| Task statement |
Only the records, repeated exactly, should make up the response.

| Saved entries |
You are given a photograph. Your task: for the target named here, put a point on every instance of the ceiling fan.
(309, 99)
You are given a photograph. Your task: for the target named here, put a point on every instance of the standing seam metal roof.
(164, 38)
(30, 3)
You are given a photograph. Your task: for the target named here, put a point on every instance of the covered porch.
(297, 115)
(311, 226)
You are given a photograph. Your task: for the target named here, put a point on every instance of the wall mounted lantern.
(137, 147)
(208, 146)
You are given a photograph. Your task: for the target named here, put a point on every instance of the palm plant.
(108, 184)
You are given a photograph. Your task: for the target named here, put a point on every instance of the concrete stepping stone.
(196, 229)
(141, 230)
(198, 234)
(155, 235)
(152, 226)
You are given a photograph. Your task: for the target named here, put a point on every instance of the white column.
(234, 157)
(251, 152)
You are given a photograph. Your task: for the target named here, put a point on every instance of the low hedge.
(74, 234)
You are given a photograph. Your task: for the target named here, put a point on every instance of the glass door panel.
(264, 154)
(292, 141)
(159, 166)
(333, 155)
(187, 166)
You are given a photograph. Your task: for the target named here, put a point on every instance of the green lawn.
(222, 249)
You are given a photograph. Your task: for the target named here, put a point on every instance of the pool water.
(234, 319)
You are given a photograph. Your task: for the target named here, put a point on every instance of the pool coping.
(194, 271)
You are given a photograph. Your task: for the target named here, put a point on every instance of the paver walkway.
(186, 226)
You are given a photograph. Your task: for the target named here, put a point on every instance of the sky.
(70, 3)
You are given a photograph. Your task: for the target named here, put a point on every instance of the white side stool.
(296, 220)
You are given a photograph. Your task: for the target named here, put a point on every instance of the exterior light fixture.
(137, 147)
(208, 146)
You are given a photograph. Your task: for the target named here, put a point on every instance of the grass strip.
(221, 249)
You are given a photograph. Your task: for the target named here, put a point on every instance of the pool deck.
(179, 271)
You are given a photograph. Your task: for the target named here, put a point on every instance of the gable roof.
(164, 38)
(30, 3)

| Response for this exercise |
You are given a photograph. Your task: for the target named here, put a point on every instance of the ceiling fan.
(309, 99)
You are given a photograph. Your task: for the target named here, put a point on every instance of the standing seam metal roof.
(164, 38)
(30, 3)
You are given a photograph. Your task: for the target named here, put a point on every instance of the covered porch.
(297, 115)
(311, 226)
You are given a photograph. Your task: for the target named here, put a point on every instance of the wall mounted lantern.
(137, 147)
(208, 146)
You are given a photograph. Your task: for the target named here, put a point on every instance of the palm plant.
(108, 184)
You are given a photograph. Your task: for the target named here, put a point on every instance of the concrete stepping stone.
(196, 229)
(141, 230)
(198, 234)
(155, 235)
(152, 226)
You are given a photograph. Your task: for the target named here, put a point on every instance of the white column.
(234, 157)
(251, 152)
You are given a photograph. Your task: for the target named here, put a point on every instance of the low hedge.
(74, 234)
You are given a photograph. Your task: for the target named here, put a point on every instance of the glass door panel.
(264, 154)
(292, 141)
(159, 166)
(333, 155)
(187, 166)
You are given a photograph. Your task: for the target named here, put a point on every instance of the green lawn.
(222, 249)
You are given a photograph. Your task: for the target named here, put a point on every instance of the pool water.
(234, 319)
You are given a photograph. Your task: for the target named here, put a point on every instance of the pool coping.
(194, 271)
You are given a photograph. Your task: for the target named here, put a point on every instance of the paver walkway.
(186, 226)
You are given a photograph. Your task: for the target named here, put a point on every instance of the sky.
(70, 3)
You are given a photograph. Your task: for the target named here, put a point on every instance of the white side stool.
(296, 220)
You are given a photograph. Your task: for the target named here, put a point on every instance of the exterior light fixture.
(137, 147)
(208, 146)
You are given a photograph. Your task: for the target named here, put a point on every instance of the grass strip.
(221, 249)
You are given a photograph. Your task: for the target named here, put a point on every instance of the pool deck.
(179, 271)
You are given a photograph. Your task: for the target named here, put a point on every instance of the gable roof.
(164, 38)
(30, 3)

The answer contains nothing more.